Complete the following:
1. In the passage on AI empty states, what must AI empty states do that traditional empty states do not?
2. Extend the passage on AI empty states, picking up after its final sentence.

Document passage:
AI Product Design

AI Empty States

How to design the zero-state in AI-powered products — when there is no history, no output, and no data. The empty state is the first impression and the primary onboarding moment.

#empty state#zero state#ai onboarding#first run#ai ux#blank state

What is it?

An AI empty state is the UI presented to a user who has no conversation history, no AI-generated content, and no prior interaction with the AI feature. It is the starting point for every new user and the re-entry point after clearing history. Unlike traditional empty states (which might show a simple "No items yet"), AI empty states must also communicate capability, invite engagement, and set expectations.

Why it matters

The AI empty state is the single most important screen in an AI product. It is the first thing every new user sees. It must simultaneously communicate: "Here is what I can do," "Here is how to start," and "Here is what good results look like." Products that present a blank input box with minimal context have dramatically lower activation rates than products that guide users into their first successful interaction.

Extracted entries:
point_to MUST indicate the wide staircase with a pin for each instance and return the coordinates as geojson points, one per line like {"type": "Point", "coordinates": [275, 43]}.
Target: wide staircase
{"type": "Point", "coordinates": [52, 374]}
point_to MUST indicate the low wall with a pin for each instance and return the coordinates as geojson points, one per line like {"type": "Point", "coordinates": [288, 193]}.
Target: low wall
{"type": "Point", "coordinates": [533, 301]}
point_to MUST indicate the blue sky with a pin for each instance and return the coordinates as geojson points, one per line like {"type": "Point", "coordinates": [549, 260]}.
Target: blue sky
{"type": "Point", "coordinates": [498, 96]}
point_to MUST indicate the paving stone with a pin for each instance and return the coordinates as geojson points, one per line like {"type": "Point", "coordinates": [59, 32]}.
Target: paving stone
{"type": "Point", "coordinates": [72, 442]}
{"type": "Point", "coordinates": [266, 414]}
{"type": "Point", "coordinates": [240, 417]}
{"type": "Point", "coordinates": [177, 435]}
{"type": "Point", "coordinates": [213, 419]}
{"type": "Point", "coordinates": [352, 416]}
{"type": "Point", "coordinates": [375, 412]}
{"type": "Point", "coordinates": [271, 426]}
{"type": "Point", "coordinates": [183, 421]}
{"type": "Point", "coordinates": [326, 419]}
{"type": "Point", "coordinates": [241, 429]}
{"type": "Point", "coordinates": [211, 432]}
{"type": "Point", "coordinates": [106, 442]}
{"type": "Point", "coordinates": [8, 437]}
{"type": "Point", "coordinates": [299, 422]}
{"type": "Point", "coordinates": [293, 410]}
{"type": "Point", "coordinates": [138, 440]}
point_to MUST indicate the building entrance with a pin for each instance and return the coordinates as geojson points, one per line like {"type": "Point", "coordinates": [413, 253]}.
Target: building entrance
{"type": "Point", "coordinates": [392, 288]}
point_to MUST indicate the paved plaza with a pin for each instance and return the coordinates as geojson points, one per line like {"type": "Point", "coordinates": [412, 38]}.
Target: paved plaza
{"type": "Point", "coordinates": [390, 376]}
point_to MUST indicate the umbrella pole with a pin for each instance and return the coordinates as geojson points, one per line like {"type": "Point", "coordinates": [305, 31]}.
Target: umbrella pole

Response list:
1. They must also communicate capability, invite engagement, and set expectations.

2.
Best Practices

  • Show capability through curated example prompts, not just a text description. Concrete examples communicate ability better than abstract descriptions.
  • Include 3–6 starter prompts that represent the most valuable, most reliable use cases for the AI in this product context.
  • Use the empty state to demonstrate the output format — if the AI produces structured reports, show an example report structure.
  • Include a capability statement that also implies limits: "Ask me anything about your codebase" (scoped) vs. "Ask me anything" (overpromises).
  • Make the starter prompts clickable — tap to populate the input and submit immediately, not just to populate the input for manual editing.
  • Vary starter prompts by user context or role where possible — a marketing user and an engineer have different valuable use cases.
  • Keep the empty state visually engaging but not distracting. The primary goal is to get the user to submit their first prompt.
  • Include a brief, single-sentence statement of what the AI is and is not (not a full help document).

Common Mistakes

  • A blank input box with only "Ask a question..." as context — maximum user uncertainty, minimum activation.
  • Overpromising in the empty state: "I can do anything!" followed by limitations discovered painfully.
  • Example prompts that are too generic to be useful: "Write an email" (for what? to whom? in what context?).
  • Starter prompts that don't reflect the most reliable model capabilities — if they fail, trust is damaged immediately.
  • Empty states that require scrolling to see the most important content — the call to action should be immediately visible.
  • Not updating empty states as AI capabilities expand — stale examples underrepresent current capability.

Checklist

Research & Theory

First-Run Experience and Activation (Intercom research)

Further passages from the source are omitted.